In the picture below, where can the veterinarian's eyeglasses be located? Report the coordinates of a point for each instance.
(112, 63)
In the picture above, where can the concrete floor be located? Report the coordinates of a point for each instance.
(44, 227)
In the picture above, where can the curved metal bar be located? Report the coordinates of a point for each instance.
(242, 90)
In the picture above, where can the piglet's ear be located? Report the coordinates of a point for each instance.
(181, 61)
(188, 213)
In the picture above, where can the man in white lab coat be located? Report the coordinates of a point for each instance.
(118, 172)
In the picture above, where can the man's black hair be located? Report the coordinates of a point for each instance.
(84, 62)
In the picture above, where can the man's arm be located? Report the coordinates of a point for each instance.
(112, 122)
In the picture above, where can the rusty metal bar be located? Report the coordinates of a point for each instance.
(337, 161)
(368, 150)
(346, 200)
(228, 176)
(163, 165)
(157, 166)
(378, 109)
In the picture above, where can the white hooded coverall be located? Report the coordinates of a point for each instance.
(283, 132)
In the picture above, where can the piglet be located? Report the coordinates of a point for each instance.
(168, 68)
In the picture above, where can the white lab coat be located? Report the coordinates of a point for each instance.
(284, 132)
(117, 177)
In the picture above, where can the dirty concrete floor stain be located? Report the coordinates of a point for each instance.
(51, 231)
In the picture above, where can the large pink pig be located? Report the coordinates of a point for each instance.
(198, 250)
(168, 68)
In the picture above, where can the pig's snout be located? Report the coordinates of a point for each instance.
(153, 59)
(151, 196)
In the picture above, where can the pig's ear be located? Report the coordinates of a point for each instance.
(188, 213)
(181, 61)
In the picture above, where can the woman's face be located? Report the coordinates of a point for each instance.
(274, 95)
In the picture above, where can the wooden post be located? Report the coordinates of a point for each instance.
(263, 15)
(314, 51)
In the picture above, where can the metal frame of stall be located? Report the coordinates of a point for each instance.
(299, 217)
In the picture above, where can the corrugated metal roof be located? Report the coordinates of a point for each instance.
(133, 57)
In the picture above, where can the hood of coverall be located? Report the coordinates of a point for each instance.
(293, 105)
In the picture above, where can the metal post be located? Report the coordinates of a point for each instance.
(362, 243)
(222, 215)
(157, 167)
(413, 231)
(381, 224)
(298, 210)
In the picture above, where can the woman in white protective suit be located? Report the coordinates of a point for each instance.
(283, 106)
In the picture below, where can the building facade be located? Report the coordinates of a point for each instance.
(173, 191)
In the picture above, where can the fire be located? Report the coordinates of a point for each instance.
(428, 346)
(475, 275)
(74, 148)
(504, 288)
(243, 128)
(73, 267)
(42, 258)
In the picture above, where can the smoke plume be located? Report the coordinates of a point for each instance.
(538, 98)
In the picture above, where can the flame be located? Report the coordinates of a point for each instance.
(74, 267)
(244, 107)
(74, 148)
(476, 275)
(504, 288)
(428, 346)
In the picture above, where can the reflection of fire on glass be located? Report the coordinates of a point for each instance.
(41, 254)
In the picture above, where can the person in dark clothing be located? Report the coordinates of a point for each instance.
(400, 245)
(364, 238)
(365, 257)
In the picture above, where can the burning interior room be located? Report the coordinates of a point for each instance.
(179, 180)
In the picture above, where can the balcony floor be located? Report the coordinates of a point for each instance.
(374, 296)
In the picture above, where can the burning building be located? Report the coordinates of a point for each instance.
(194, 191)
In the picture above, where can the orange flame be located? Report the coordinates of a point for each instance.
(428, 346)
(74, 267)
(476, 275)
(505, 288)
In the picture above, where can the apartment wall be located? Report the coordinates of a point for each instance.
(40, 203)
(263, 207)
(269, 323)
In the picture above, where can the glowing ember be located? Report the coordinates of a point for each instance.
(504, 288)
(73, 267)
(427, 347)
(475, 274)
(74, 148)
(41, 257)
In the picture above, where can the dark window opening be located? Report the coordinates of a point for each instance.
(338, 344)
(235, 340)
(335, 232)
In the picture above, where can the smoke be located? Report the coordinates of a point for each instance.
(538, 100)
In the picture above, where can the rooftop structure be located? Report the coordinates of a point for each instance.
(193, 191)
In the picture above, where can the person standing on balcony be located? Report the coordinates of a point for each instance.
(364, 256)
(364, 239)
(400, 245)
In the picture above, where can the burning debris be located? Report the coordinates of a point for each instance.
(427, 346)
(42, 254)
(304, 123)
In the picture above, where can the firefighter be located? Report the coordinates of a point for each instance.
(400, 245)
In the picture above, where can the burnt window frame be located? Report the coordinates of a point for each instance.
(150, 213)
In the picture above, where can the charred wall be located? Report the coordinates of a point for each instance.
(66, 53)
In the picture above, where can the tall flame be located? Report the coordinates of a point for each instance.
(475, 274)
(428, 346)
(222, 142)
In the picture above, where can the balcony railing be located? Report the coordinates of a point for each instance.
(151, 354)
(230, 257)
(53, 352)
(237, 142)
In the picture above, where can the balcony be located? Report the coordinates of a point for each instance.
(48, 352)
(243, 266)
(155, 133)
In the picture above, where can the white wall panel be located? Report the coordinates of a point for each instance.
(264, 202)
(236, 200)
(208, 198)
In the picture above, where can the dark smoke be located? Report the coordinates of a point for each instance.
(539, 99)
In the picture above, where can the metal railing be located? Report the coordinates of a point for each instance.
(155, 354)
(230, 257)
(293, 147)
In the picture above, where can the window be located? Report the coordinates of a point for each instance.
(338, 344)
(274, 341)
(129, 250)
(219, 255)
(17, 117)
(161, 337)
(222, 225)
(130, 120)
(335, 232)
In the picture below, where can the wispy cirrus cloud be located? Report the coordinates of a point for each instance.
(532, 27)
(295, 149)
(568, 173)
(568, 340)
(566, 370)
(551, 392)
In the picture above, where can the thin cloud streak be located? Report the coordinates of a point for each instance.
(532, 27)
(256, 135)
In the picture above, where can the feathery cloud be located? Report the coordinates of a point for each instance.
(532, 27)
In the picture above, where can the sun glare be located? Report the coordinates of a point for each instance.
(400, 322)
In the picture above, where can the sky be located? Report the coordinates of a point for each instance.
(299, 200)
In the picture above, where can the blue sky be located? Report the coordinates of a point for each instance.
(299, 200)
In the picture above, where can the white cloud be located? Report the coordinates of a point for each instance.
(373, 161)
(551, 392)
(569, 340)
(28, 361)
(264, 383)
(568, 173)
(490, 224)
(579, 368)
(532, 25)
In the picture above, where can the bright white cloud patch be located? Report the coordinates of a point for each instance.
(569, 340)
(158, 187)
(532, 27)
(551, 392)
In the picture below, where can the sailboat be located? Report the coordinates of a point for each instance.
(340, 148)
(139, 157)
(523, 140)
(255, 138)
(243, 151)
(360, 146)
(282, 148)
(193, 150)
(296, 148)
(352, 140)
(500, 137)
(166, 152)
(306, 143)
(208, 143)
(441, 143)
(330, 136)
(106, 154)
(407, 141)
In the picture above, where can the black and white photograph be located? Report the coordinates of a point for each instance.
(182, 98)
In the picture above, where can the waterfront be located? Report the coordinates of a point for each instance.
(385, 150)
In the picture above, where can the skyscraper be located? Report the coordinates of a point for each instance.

□ □ □

* [What is asked]: Return all of the data precisely as it appears.

* [Solution to the problem]:
In the picture below, where can the veterinarian's eyeglasses be located? Report the coordinates of a point for each instance.
(112, 63)
In the picture above, where can the concrete floor be located? Report the coordinates of a point for each instance.
(44, 227)
In the picture above, where can the curved metal bar be located? Report the coordinates of a point for each instance.
(242, 90)
In the picture above, where can the piglet's ear be located? Report the coordinates of a point for each instance.
(181, 61)
(188, 213)
In the picture above, where can the man in white lab coat be located? Report the coordinates of a point for each instance.
(118, 172)
In the picture above, where can the man's black hair be located? Report the coordinates of a point for each instance.
(84, 62)
In the picture above, where can the man's arm be located? Report the coordinates of a point for each instance.
(112, 122)
In the picture above, where can the rusty metal bar be located? Report the coordinates of a point for each instance.
(337, 161)
(368, 150)
(346, 200)
(228, 176)
(163, 165)
(157, 166)
(378, 109)
In the picture above, where can the white hooded coverall be located? Report the coordinates of a point for each instance.
(283, 132)
In the picture above, where can the piglet be located? Report the coordinates of a point for each instance.
(168, 68)
In the picture above, where can the white lab coat be located? Report the coordinates of a point for each instance.
(284, 132)
(117, 177)
In the picture above, where can the dirty concrete floor stain be located? Report the coordinates of a point for each instance.
(51, 231)
In the picture above, where can the large pink pig be located? Report the coordinates of a point for each instance.
(198, 250)
(168, 68)
In the picture above, where can the pig's snout be located? Report the coordinates of a point for each instance.
(153, 59)
(151, 196)
In the picture above, where can the pig's ear be located? Report the coordinates of a point for each instance.
(188, 213)
(181, 61)
In the picture above, where can the woman's face be located? Report the coordinates of a point for each instance.
(274, 95)
In the picture above, where can the wooden post be located? Report the coordinates of a point for each instance.
(263, 15)
(314, 51)
In the picture above, where can the metal frame of stall be located? Report the coordinates of a point for each instance.
(299, 217)
In the picture above, where can the corrugated metal roof be located? Report the coordinates of a point for each instance.
(133, 57)
In the picture above, where can the hood of coverall be located? Report the coordinates of a point for each instance.
(293, 105)
In the picture above, where can the metal post be located? Report the coordinates of a point for each instance.
(362, 243)
(222, 215)
(157, 167)
(413, 231)
(381, 224)
(298, 210)
In the picture above, where can the woman in white protective suit be located? Report the coordinates of a point for each instance.
(283, 106)
In the picture below, where can the building facade be located? Report the coordinates of a point for each instance.
(173, 191)
In the picture above, where can the fire be located? Report the coordinates of a point for each instance.
(428, 346)
(475, 275)
(74, 148)
(504, 288)
(243, 128)
(73, 267)
(42, 258)
In the picture above, where can the smoke plume be located? Report the coordinates of a point for each instance.
(538, 98)
In the picture above, where can the flame be located? Report the coordinates of a point for each instance.
(74, 267)
(244, 107)
(74, 148)
(476, 275)
(504, 288)
(428, 346)
In the picture above, where can the reflection of fire on glass be located? Report the coordinates of a point for each instance.
(41, 254)
In the picture above, where can the person in dark clothing be located? Report the coordinates of a point for each instance.
(400, 245)
(364, 238)
(365, 257)
In the picture above, where can the burning interior room be located? Report the coordinates of a point for each instance.
(179, 180)
In the picture above, where can the balcony floor be located? Report the coordinates of a point for each instance.
(374, 296)
In the picture above, where can the burning building be located? Report the coordinates of a point for each instance.
(194, 191)
In the picture above, where can the orange flame be located? Report the coordinates of a point for each instance.
(428, 346)
(74, 267)
(476, 275)
(505, 288)
In the picture above, where can the apartment wall be located? Report the coordinates of a point for each instance.
(40, 203)
(263, 207)
(269, 323)
In the picture above, where can the glowing ember be located? Report the coordinates of a point for each instance.
(504, 288)
(73, 267)
(427, 347)
(475, 274)
(74, 148)
(41, 257)
In the picture above, where can the dark window opening be located? Report the coordinates of a point for each instance.
(338, 344)
(235, 340)
(335, 232)
In the picture above, where can the smoke be located? Report the coordinates of a point for each instance.
(538, 100)
In the picture above, where can the rooftop structure be located? Report the coordinates of a point for each instance.
(193, 191)
In the picture above, where can the person standing on balcony be located? Report the coordinates of a point for each instance.
(364, 256)
(364, 239)
(400, 245)
In the picture above, where can the burning debris be located? Report the coordinates of a point for each instance.
(427, 346)
(42, 254)
(304, 123)
In the picture above, where can the firefighter be located? Report the coordinates of a point for each instance.
(400, 245)
In the picture above, where can the burnt window frame be located? Report the coordinates of a point for each instance.
(150, 213)
In the picture above, where can the charred wall be located? Report the coordinates of a point for each instance.
(66, 53)
In the picture above, where can the tall flame be located? Report the coordinates of a point for each instance.
(475, 274)
(428, 346)
(222, 142)
In the picture above, where can the balcony railing be located? Report the coordinates of a point for each instance.
(151, 354)
(230, 257)
(53, 352)
(237, 142)
In the picture above, where can the balcony be located? Report the coordinates of a point for each instance.
(48, 352)
(243, 266)
(155, 133)
In the picture above, where can the white wall panel be located? Report the coordinates of a point for each instance.
(264, 202)
(236, 200)
(208, 198)
In the picture above, where can the dark smoke be located? Report the coordinates of a point for each instance.
(539, 99)
In the picture above, where can the metal railing be located? Report the coordinates of a point for each instance.
(155, 354)
(230, 257)
(293, 147)
In the picture above, where can the window be located? Report the coordinates of a point for each instance.
(338, 344)
(274, 341)
(129, 250)
(219, 255)
(17, 117)
(161, 337)
(222, 225)
(130, 120)
(335, 232)
In the picture below, where can the wispy cirrus cloud be located? Report the coordinates of a point for each instance.
(532, 27)
(295, 149)
(568, 173)
(568, 340)
(566, 370)
(551, 392)
In the picture above, where can the thin cloud streak be located? Report the coordinates of a point for each instance.
(532, 27)
(256, 135)
In the picture above, where can the feathery cloud be located? Report the coordinates of a point for each instance.
(532, 27)
In the picture above, where can the sun glare be located? Report the coordinates of a point for each instance.
(400, 322)
In the picture above, where can the sky be located? Report the coordinates of a point for each instance.
(299, 200)
In the picture above, where can the blue sky be located? Report the coordinates of a point for each instance.
(299, 200)
In the picture above, where can the white cloud be located? Report the coordinates of a point for each instance.
(373, 161)
(551, 392)
(569, 340)
(28, 361)
(264, 383)
(568, 173)
(490, 224)
(579, 368)
(532, 25)
In the picture above, where can the bright white cloud patch be located? Report the coordinates of a point for each instance.
(569, 340)
(158, 187)
(532, 27)
(551, 392)
In the picture below, where can the sailboat be located? Report the coordinates of a point for each instance.
(340, 148)
(139, 157)
(523, 140)
(255, 138)
(243, 151)
(360, 146)
(282, 148)
(193, 150)
(296, 148)
(352, 140)
(500, 137)
(166, 152)
(306, 143)
(208, 143)
(441, 143)
(330, 136)
(106, 154)
(407, 141)
In the picture above, where can the black and white photograph be located? Report the coordinates of a point for each instance.
(182, 98)
In the picture above, where can the waterfront be located? Report the coordinates of a point for each instance.
(385, 150)
In the picture above, where can the skyscraper be located? Report the coordinates of a point for each instance.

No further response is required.